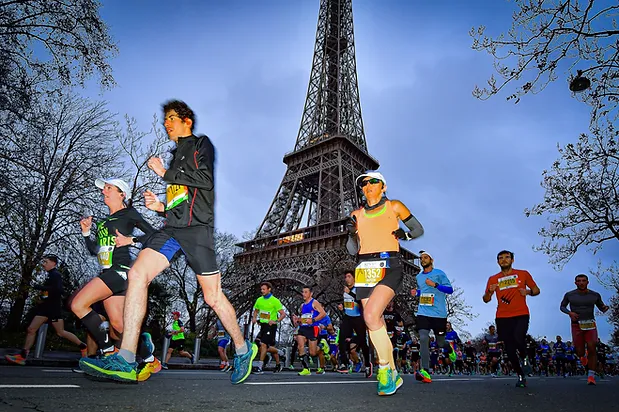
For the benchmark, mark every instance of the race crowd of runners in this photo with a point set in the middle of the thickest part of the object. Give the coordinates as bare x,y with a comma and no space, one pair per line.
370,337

──────────

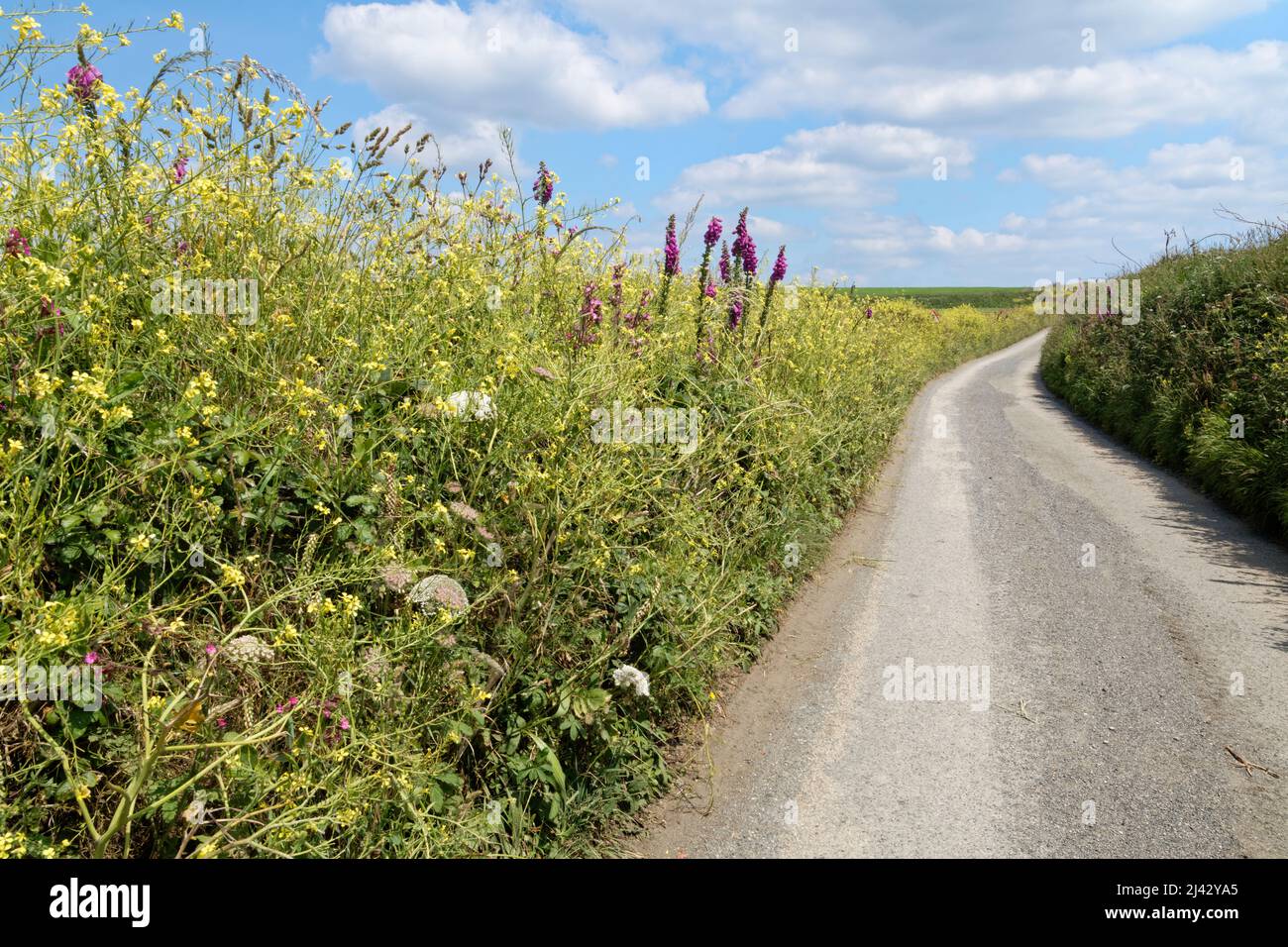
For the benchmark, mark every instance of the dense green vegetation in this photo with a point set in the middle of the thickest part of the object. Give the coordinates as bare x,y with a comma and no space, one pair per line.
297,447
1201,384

──────────

_What is asked_
Count how many lines in the records above contain the word "runners", and reply with the number alone.

_Answer to this exercise_
1